◆ **Makale**
# # # #

Çocukluğumun Duâsı, Göğe Yükselen Yanık «Âmîn»lerin Mazlum Coğrafyası KEŞMİR

M. Aşır KARABACAK ma.karabacak@gmail.com

Cyril John Radcliffe, 1947’de o günün meşhur ifadesiyle Büyük Britanya’da tanınmış bir avukat. Çevresi olması ve tanınmış olmasının dışında bugün bu yazıya veya bunun gibi yazılara konu olabilecek önemli özelliği olan bir şahsiyet de değil. Tâ ki İngiltere kraliçesi adına Hindistan’ı yöneten son genel vali Louis Mountbatten’ın kendisini keşfetmesine kadar.

Mountbatten’e göre hayatında Hindistan’a gelmemiş birisi, gayet tarafsız olacaktır ve onun ellerinde, Hindistan ve Pakistan diye iki ayrı devletin sınırları kayırmacı politika olmadan tarafsız bir şekilde çizilecektir.

Ve böylelikle Cyril John Radcliffe’in hayatının en önemli işi, masasının üstüne düşer.

# # # #

◆ **Yapılacak İşler**
A: Keşmir yazısına göre Cyril John Radcliffe'i keşfeden son genel vali kimdir?
B: Keşmir yazısını son cümlesinden sonra gelecek kısımla sürdürün.
Veriler, Keşmir yazısıyla ilgili değildir.

◆ **Öğeler**

# # # #

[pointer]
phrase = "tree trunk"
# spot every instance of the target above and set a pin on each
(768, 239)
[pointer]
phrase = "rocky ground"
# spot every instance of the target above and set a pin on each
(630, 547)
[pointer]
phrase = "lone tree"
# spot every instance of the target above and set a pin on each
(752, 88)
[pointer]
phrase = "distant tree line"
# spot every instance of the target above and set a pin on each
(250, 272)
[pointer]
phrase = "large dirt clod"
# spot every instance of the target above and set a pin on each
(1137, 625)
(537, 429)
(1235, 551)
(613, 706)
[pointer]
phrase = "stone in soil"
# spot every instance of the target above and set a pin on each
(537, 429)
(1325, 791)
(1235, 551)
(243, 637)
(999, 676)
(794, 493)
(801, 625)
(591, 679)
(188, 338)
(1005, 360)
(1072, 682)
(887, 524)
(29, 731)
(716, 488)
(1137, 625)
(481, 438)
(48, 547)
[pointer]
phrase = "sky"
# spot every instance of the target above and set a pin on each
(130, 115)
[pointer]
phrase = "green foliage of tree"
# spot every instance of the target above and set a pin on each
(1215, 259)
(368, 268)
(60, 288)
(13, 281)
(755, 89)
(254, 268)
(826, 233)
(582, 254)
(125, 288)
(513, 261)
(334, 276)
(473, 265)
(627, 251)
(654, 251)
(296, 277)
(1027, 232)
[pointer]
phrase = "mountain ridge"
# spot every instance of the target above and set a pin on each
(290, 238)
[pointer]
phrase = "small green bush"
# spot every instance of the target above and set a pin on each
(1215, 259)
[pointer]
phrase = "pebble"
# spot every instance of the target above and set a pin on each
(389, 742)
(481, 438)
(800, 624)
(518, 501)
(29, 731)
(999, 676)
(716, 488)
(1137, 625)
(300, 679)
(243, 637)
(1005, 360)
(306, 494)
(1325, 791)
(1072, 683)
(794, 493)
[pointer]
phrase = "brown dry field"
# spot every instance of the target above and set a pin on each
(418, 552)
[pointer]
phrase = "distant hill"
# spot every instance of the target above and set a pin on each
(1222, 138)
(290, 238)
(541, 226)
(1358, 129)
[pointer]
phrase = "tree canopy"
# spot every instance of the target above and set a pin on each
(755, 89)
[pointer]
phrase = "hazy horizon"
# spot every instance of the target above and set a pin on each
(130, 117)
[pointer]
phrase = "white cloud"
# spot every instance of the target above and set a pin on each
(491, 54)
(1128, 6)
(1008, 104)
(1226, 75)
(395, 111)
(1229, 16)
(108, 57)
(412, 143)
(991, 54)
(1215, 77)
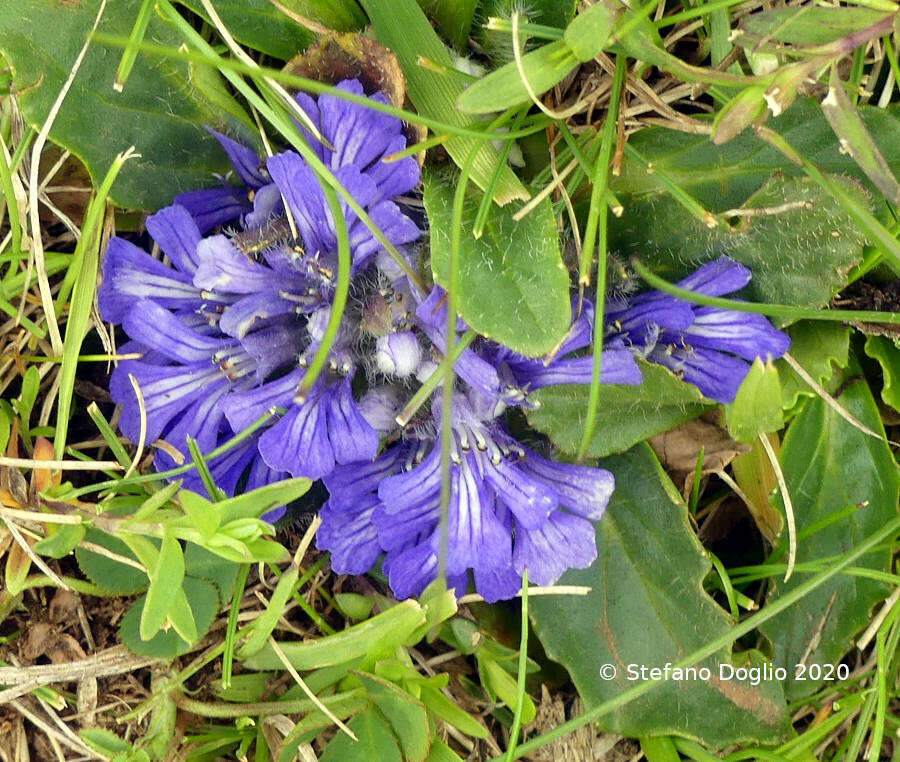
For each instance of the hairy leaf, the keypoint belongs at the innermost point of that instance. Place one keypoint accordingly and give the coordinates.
(831, 466)
(626, 415)
(512, 284)
(647, 608)
(159, 112)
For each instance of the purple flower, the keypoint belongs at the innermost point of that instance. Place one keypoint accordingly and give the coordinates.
(228, 326)
(706, 346)
(571, 363)
(510, 509)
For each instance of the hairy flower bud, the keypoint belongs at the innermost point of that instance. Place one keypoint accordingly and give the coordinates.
(398, 354)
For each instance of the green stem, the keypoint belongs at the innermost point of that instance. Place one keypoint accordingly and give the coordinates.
(774, 608)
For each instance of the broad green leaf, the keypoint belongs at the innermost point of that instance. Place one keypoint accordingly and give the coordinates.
(440, 706)
(757, 407)
(203, 600)
(723, 177)
(887, 352)
(513, 286)
(820, 347)
(440, 752)
(831, 466)
(453, 18)
(406, 715)
(201, 513)
(401, 26)
(498, 682)
(503, 88)
(199, 562)
(31, 383)
(498, 44)
(626, 415)
(107, 573)
(856, 140)
(165, 581)
(104, 741)
(808, 25)
(155, 502)
(159, 112)
(261, 25)
(647, 607)
(376, 741)
(799, 256)
(379, 635)
(589, 31)
(62, 542)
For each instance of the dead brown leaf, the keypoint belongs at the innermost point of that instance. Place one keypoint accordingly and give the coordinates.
(679, 449)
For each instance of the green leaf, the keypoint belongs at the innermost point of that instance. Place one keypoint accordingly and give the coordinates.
(376, 741)
(260, 25)
(31, 383)
(406, 715)
(887, 352)
(820, 347)
(440, 706)
(723, 177)
(62, 542)
(647, 607)
(513, 286)
(377, 636)
(258, 502)
(503, 87)
(626, 415)
(201, 512)
(856, 140)
(354, 605)
(199, 562)
(165, 581)
(159, 112)
(590, 31)
(453, 18)
(440, 752)
(401, 26)
(498, 682)
(757, 407)
(203, 602)
(107, 573)
(830, 466)
(798, 256)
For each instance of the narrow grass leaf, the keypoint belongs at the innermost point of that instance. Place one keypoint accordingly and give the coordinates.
(856, 140)
(402, 26)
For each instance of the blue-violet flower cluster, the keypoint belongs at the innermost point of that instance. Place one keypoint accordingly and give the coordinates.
(226, 327)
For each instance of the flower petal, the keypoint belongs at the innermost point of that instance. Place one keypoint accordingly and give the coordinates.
(129, 274)
(562, 542)
(177, 234)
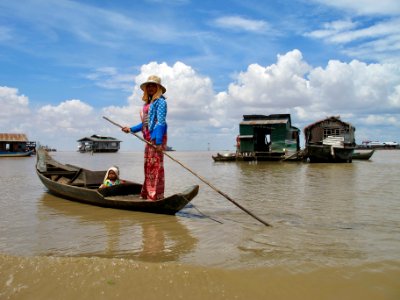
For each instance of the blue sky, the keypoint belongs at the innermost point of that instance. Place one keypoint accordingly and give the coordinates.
(65, 64)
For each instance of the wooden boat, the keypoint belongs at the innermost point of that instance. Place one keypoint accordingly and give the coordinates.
(15, 154)
(364, 155)
(224, 157)
(327, 153)
(82, 185)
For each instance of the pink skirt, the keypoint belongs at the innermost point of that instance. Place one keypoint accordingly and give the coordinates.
(154, 177)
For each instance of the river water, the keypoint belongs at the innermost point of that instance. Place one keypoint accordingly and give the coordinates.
(335, 233)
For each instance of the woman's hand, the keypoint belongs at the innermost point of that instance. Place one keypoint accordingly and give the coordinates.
(126, 129)
(159, 148)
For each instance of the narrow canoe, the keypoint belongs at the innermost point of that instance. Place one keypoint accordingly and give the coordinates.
(365, 155)
(224, 157)
(82, 185)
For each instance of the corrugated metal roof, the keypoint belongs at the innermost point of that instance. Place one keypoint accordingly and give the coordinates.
(98, 138)
(333, 118)
(13, 137)
(264, 122)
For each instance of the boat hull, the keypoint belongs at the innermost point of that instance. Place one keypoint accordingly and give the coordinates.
(363, 155)
(77, 184)
(326, 153)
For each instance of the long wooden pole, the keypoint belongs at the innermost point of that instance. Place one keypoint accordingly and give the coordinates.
(198, 176)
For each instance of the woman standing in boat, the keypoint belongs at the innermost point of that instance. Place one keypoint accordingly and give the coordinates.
(154, 128)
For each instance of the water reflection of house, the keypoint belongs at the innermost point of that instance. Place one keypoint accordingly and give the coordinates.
(16, 144)
(329, 140)
(269, 137)
(97, 143)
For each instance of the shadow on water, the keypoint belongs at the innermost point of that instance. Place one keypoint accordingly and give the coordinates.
(85, 231)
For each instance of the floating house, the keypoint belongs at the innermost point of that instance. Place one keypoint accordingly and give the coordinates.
(329, 140)
(97, 143)
(269, 137)
(15, 144)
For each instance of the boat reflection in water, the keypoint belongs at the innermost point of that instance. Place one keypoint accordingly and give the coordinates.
(87, 231)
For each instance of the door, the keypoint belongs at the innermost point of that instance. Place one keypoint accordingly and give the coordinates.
(262, 139)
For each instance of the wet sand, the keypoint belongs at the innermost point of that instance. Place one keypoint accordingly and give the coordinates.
(100, 278)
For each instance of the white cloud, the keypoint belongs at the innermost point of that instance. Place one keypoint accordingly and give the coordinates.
(12, 103)
(240, 23)
(365, 7)
(366, 95)
(110, 78)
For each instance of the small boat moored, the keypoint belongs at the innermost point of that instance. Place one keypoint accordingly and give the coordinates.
(363, 154)
(224, 157)
(82, 185)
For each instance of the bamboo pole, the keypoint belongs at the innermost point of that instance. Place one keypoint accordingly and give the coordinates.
(198, 176)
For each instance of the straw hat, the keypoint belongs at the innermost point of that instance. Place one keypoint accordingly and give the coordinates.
(153, 79)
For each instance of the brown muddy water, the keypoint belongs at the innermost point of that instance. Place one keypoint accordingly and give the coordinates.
(335, 233)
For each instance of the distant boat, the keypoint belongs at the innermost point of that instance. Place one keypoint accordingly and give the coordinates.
(16, 154)
(97, 143)
(329, 140)
(224, 157)
(364, 155)
(15, 145)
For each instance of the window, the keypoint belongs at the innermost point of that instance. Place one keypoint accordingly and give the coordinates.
(333, 132)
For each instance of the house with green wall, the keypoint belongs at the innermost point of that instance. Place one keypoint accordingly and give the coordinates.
(269, 137)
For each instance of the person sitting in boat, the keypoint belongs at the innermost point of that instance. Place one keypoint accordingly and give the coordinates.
(111, 178)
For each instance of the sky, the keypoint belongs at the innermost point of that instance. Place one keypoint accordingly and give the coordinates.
(64, 64)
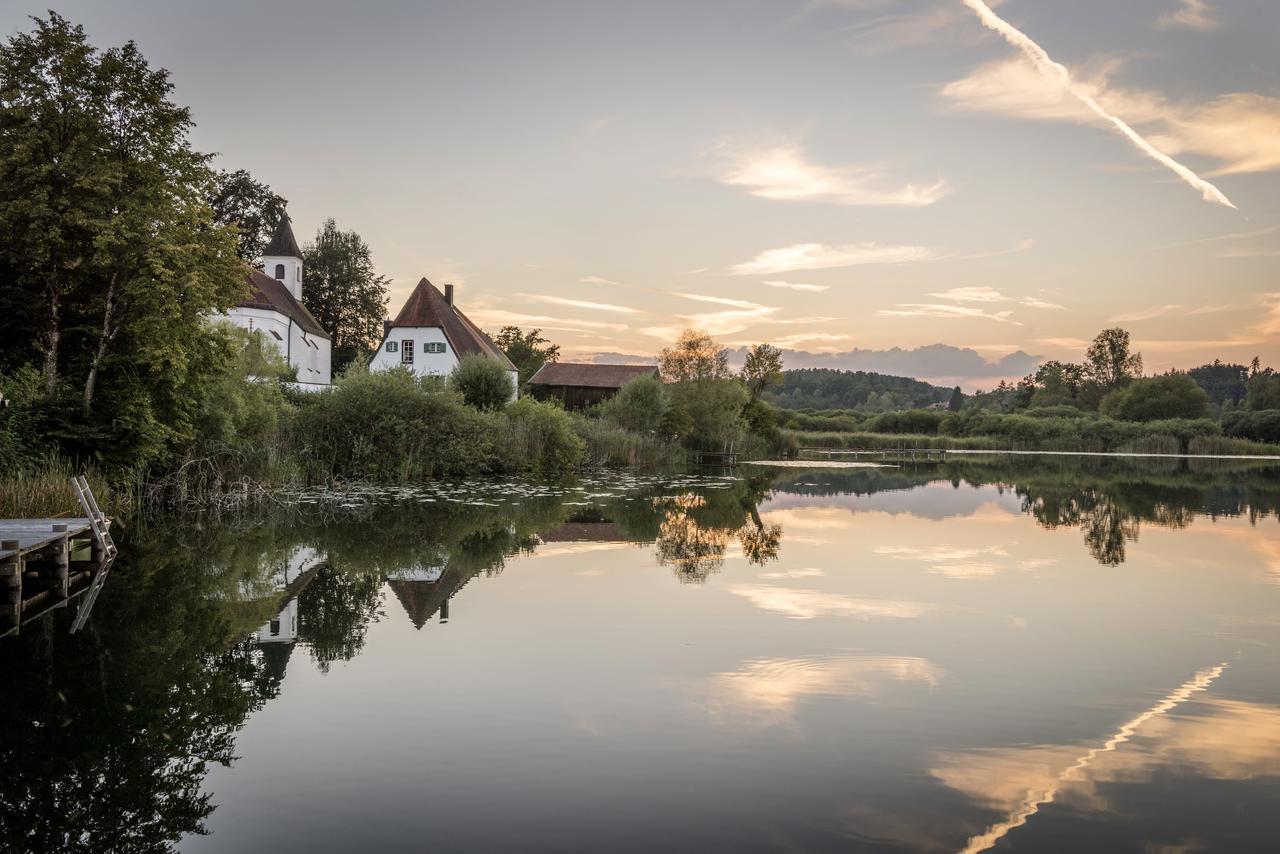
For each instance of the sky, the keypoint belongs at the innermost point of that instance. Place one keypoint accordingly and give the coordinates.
(955, 188)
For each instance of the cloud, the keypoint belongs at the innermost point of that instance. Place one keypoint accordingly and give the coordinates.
(1191, 14)
(942, 310)
(784, 173)
(798, 286)
(577, 304)
(1061, 77)
(819, 256)
(1240, 131)
(1146, 314)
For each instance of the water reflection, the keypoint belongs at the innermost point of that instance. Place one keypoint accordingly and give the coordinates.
(804, 624)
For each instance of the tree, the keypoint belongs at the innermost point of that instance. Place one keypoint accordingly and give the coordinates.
(639, 406)
(250, 206)
(343, 292)
(694, 356)
(762, 369)
(481, 382)
(1170, 396)
(104, 225)
(528, 351)
(1109, 360)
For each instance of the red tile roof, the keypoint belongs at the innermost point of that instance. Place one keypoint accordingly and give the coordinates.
(586, 375)
(426, 307)
(273, 295)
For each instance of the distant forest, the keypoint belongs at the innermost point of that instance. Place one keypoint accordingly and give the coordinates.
(826, 388)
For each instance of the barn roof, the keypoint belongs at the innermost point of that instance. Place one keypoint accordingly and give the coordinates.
(586, 375)
(426, 307)
(283, 243)
(273, 295)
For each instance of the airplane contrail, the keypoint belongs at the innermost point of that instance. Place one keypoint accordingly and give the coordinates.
(1034, 800)
(1056, 71)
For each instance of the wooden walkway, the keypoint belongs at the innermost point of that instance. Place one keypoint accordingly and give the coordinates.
(927, 455)
(46, 562)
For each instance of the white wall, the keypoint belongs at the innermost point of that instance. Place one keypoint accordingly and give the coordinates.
(310, 355)
(292, 273)
(424, 364)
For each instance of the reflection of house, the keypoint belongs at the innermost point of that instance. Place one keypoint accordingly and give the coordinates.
(429, 336)
(424, 596)
(584, 533)
(579, 386)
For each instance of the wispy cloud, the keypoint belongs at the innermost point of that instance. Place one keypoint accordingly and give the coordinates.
(949, 311)
(819, 256)
(798, 286)
(577, 304)
(785, 173)
(1191, 14)
(1059, 74)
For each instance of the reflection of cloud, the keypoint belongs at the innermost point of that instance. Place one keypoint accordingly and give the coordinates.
(1037, 794)
(812, 572)
(767, 690)
(807, 604)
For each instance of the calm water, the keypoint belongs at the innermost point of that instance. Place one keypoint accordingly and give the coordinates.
(1038, 654)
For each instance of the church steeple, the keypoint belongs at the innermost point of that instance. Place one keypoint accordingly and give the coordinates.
(282, 259)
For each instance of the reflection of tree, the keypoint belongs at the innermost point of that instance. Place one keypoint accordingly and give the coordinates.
(334, 612)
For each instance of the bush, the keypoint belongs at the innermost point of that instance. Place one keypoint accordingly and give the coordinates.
(640, 405)
(542, 437)
(481, 382)
(1170, 396)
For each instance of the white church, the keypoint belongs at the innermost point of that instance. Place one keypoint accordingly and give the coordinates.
(274, 310)
(429, 336)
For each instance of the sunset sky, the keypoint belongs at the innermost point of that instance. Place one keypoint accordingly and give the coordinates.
(826, 176)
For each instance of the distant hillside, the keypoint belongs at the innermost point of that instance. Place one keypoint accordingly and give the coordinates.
(824, 388)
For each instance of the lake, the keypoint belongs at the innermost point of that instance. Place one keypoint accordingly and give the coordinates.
(1032, 654)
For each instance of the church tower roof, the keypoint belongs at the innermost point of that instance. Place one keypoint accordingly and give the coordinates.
(283, 243)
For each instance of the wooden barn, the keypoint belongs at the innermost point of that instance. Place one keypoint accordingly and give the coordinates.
(579, 386)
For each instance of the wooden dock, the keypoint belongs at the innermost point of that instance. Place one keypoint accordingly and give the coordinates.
(45, 562)
(914, 455)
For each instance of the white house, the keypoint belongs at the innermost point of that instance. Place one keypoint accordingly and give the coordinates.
(275, 310)
(429, 336)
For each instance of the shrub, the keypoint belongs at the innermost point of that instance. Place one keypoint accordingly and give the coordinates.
(543, 437)
(639, 406)
(1170, 396)
(481, 382)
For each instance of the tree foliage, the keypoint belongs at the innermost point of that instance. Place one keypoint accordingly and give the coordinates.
(694, 356)
(528, 351)
(250, 206)
(481, 382)
(762, 369)
(344, 292)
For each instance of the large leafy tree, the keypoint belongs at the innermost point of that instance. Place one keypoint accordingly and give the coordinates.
(528, 351)
(251, 206)
(1110, 360)
(344, 292)
(762, 369)
(694, 356)
(105, 225)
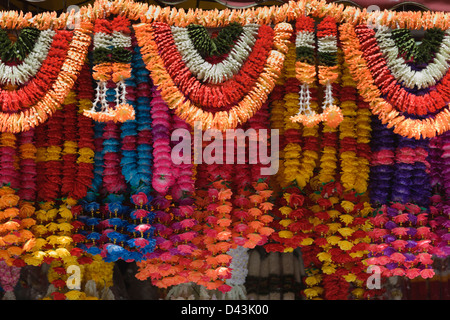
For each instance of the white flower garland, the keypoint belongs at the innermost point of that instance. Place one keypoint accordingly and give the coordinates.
(109, 41)
(220, 72)
(102, 40)
(327, 44)
(402, 71)
(22, 73)
(305, 39)
(239, 267)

# # # #

◆ **Görevlere Göre Cevaplar**
A: Louis Mountbatten

B:
İngiltere’nin bir sömürgesi olan Hindistan’ın birisi müslüman diğeri gayr-ı müslim halklarından oluşacak iki ayrı devletin sınırlarını belirleme vazifesi kendisine verilmiştir.

***

İkinci Dünya Savaşı sona ermiş ve üzerinde güneş doğmayan imparatorluk olan İngiltere, sömürgelerine bağımsızlıklarını lutfetmeye karar vermiştir. Bu bağlamda en büyük sömürgesi olan Hindistan da bu lütuftan payına düşeni alacaktır.

Savaşın yorucu ekonomik getirisi, sömürgelerin dünya üzerinde süren bağımsızlık cereyanlarından etkilenmesi ve fiilî bir sömürünün çok daha fazla maliyetli olduğunu gören İngiltere; bütün dünyaya Hindistan’dan çekileceğini ve 14-15 Ağustos 1947 tarihlerinde Pakistan ve Hindistan isimli iki ayrı devletin kurulacağını ilân eder.

O dönemde Hindistan’da 560 prenslik veya devletçik bulunmaktadır. Bunlardan her biri kurulacak olan iki devletten yani Hindistan ve Pakistan’dan hangisinin bünyesine dâhil olacağına kendisi karar verecektir.

Bu iltihâkın coğrâfî ve dînî olarak iki temel müessire dikkat edilerek yapılması kararı alınmıştı. Bir üçüncü şık da bağımsızlık. Fakat bağımsızlık için her iki devlete de bilgi vermeyi, yani bir noktada onların olurunu almayı şart koşuyordu İngiltere. Böylece bütün bu küçük prenslikler, kendilerini bir devletin çatısı altında konumlandırdılar.

Üç eyâlet hariç:

Cunagarh, Haydarâbad ve Keşmir.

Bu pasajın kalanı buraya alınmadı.